### [DIRECTIVE]
Reproduce the quench tube patent claims below verbatim, in their entirety.

### [QUOTED TEXT]
-=-=-=-=-

2. A device as claimed in claim 1 comprising a pump in
communication with said segment of said quench tube that fills said
segment of said quench tube with a predetermined gas, and wherein
said sensor is a sensor that measures a proportion of a foreign gas
in said predetermined gas.
3. A device as claimed in claim 1 wherein said segment of said
quench tube has an overpressure therein, exceeding atmospheric
pressure, and wherein said sensor is a pressure sensor that senses
a pressure drop in said segment of said quench tube.
4. A device as claimed in claim 3 comprising a pump in
communication with said segment of said quench tube that maintains
said segment of said quench tube at said overpressure.
5. A device as claimed in claim 4 wherein said pump supplies a
predetermined gas to said segment of said quench tube to maintain
said overpressure, and wherein said device comprises a further
sensor connected to said alarm emitter, that detects a proportion
of a foreign gas in said predetermined gas.
6. A device as claimed in claim 5 wherein said pump is a
compressor.
7. A device as claimed in claim 1 wherein said segment of said
quench tube is filled with a dry gas.
8. A device as claimed in claim 1 wherein at least one of said
first and second sealing elements is a burst disk.
9. A device as claimed in claim 1 wherein at least one of said
first and second sealing elements is a thin elastic film.
10. A device as claimed in claim 9 comprising an actuatable cutting
element disposed relative to said film to rupture said film by
slicing said film upon an occurrence of a predetermined pressure
that occurs upon a quench in said segment of said quench tube.
11. A device as claimed in claim 1 wherein said second sealing
element is disposed at, and seals, said end of said quench tube in
communication with ambient atmosphere.

-=-=-=-=-

### [SUPPLIED RECORDS]

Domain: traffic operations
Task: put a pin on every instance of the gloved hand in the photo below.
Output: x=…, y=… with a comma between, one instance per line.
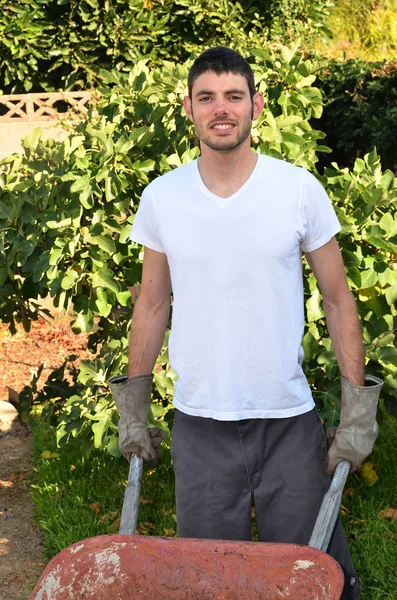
x=358, y=429
x=132, y=398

-=-=-=-=-

### [ANSWER BELOW]
2. A device as claimed in claim 1 comprising a pump in
communication with said segment of said quench tube that fills said
segment of said quench tube with a predetermined gas, and wherein
said sensor is a sensor that measures a proportion of a foreign gas
in said predetermined gas.
3. A device as claimed in claim 1 wherein said segment of said
quench tube has an overpressure therein, exceeding atmospheric
pressure, and wherein said sensor is a pressure sensor that senses
a pressure drop in said segment of said quench tube.
4. A device as claimed in claim 3 comprising a pump in
communication with said segment of said quench tube that maintains
said segment of said quench tube at said overpressure.
5. A device as claimed in claim 4 wherein said pump supplies a
predetermined gas to said segment of said quench tube to maintain
said overpressure, and wherein said device comprises a further
sensor connected to said alarm emitter, that detects a proportion
of a foreign gas in said predetermined gas.
6. A device as claimed in claim 5 wherein said pump is a
compressor.
7. A device as claimed in claim 1 wherein said segment of said
quench tube is filled with a dry gas.
8. A device as claimed in claim 1 wherein at least one of said
first and second sealing elements is a burst disk.
9. A device as claimed in claim 1 wherein at least one of said
first and second sealing elements is a thin elastic film.
10. A device as claimed in claim 9 comprising an actuatable cutting
element disposed relative to said film to rupture said film by
slicing said film upon an occurrence of a predetermined pressure
that occurs upon a quench in said segment of said quench tube.
11. A device as claimed in claim 1 wherein said second sealing
element is disposed at, and seals, said end of said quench tube in
communication with ambient atmosphere.